───── PROVIDED DATA

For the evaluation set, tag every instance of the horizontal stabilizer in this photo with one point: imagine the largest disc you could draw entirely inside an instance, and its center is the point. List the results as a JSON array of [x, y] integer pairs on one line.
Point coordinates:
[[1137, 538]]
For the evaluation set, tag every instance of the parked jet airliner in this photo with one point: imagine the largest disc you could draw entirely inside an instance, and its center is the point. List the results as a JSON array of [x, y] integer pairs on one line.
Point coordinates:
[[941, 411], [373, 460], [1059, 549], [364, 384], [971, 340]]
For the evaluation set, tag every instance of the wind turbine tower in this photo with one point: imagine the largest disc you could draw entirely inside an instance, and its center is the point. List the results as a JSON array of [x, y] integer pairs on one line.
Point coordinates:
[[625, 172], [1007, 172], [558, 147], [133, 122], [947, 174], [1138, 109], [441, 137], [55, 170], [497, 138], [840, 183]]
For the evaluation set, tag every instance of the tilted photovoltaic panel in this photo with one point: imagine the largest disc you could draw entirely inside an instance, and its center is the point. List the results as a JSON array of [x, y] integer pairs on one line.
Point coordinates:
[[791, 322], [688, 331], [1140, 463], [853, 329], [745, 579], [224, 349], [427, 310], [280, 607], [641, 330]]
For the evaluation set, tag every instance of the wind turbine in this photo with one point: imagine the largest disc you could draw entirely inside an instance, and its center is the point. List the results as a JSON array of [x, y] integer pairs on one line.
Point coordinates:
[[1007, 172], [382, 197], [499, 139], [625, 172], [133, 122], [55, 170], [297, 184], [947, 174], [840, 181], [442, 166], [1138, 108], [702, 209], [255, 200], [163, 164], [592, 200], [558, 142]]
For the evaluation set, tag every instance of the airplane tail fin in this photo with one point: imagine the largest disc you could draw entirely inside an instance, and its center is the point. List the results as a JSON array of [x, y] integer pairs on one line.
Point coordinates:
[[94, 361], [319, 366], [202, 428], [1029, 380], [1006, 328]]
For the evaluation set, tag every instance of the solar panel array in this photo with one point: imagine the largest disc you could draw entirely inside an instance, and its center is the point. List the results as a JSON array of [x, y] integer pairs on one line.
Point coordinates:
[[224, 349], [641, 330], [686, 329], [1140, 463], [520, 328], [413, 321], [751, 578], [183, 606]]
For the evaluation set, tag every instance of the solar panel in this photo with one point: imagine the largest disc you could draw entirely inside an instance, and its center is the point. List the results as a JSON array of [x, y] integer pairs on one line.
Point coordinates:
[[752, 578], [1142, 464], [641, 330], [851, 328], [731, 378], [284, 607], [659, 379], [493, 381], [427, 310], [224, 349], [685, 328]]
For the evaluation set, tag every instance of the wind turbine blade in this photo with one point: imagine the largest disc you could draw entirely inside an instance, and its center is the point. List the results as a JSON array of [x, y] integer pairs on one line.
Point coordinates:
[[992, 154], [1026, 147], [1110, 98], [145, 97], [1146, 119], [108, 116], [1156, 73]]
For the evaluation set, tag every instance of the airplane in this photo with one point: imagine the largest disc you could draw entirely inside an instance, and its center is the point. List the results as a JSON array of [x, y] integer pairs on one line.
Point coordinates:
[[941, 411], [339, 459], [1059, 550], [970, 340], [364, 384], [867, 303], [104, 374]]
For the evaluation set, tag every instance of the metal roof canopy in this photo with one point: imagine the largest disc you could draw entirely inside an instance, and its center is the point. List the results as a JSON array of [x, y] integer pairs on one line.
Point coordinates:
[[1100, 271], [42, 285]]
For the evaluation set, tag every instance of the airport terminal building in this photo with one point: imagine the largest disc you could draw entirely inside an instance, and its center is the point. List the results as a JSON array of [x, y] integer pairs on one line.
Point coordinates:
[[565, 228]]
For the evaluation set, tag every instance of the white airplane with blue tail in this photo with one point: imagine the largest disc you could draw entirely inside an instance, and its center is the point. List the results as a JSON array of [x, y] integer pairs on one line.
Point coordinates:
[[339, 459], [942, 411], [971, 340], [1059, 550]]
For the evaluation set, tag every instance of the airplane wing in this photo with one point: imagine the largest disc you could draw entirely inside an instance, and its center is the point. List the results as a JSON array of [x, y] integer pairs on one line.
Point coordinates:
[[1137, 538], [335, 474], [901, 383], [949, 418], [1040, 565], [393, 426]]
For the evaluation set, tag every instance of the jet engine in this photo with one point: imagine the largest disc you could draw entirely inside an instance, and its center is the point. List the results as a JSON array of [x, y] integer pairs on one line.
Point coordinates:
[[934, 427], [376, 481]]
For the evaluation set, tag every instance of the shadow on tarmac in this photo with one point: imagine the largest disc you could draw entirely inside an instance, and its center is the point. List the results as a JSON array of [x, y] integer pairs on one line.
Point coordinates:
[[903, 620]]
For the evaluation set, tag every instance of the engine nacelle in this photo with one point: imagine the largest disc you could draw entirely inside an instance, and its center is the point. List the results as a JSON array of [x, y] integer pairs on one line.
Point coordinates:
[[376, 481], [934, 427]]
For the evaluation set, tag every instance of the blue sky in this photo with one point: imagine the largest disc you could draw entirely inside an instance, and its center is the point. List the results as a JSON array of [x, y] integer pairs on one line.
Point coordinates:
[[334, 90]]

──────────
───── PROVIDED DATA

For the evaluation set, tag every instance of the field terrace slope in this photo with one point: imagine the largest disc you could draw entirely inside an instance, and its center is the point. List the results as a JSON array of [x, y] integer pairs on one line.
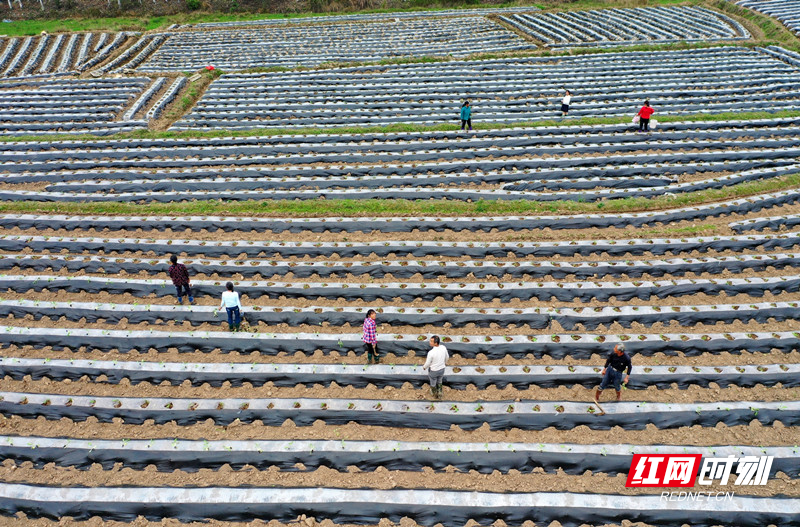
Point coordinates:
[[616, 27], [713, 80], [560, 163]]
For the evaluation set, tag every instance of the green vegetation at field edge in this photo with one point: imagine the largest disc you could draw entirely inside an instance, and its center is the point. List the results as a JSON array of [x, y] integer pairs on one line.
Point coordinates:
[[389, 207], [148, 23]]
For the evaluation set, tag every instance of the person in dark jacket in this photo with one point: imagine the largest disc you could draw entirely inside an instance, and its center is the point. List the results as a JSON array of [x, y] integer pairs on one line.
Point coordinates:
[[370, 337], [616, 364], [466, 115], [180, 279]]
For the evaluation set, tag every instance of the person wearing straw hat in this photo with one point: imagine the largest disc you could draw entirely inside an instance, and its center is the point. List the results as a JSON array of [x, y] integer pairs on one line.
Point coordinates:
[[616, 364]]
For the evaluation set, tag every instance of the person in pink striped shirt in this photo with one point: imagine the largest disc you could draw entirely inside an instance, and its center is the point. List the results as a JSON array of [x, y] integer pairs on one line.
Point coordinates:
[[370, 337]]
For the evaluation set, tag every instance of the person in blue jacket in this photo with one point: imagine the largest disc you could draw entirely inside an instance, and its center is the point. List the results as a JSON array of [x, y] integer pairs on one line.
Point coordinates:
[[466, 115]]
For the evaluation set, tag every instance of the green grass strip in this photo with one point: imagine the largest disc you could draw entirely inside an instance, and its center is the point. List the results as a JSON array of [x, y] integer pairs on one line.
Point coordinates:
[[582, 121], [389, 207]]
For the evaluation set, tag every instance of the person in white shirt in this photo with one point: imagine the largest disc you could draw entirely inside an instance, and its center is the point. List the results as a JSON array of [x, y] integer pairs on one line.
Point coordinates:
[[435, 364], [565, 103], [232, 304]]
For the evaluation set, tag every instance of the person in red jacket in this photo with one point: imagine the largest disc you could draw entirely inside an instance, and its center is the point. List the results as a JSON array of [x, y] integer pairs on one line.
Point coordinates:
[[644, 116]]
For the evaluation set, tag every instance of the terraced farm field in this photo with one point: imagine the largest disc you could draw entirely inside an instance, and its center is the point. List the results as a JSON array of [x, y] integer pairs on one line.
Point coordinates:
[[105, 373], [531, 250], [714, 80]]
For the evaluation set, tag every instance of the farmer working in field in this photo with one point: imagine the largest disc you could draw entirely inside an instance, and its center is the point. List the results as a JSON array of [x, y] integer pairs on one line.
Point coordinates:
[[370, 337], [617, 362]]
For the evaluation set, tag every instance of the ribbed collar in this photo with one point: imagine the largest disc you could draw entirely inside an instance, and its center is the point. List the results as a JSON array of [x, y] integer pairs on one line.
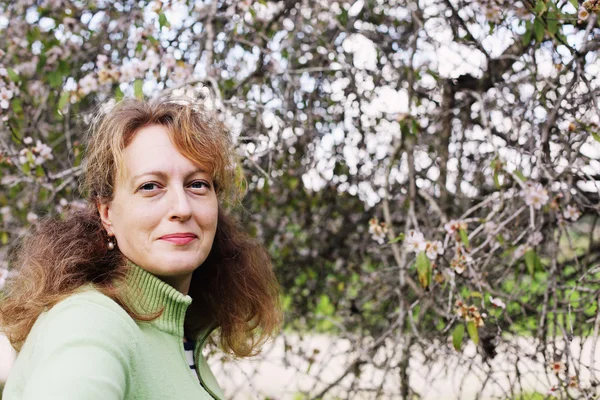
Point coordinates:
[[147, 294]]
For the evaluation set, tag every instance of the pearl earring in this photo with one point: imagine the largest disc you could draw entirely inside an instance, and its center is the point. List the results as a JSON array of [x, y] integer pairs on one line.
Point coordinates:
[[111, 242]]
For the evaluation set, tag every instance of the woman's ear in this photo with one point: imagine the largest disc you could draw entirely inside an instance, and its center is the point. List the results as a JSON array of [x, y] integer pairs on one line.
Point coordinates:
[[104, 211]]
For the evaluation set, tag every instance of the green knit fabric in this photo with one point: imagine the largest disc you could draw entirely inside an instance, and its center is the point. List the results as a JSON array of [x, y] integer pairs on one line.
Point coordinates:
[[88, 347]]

──────────

* **GIVEN REQUEST**
Find every line in the listing above that contains the word "dark" and copy each one. Case counts.

* **THE COMPLETED TASK**
For the evaluation set, tag every instance of the person in dark jacket in this photo with one point: imagine the largest disc you could draw entirely inside an instance, and its center is the point. List the results as a JSON array of [x, y] integer pairs on one line.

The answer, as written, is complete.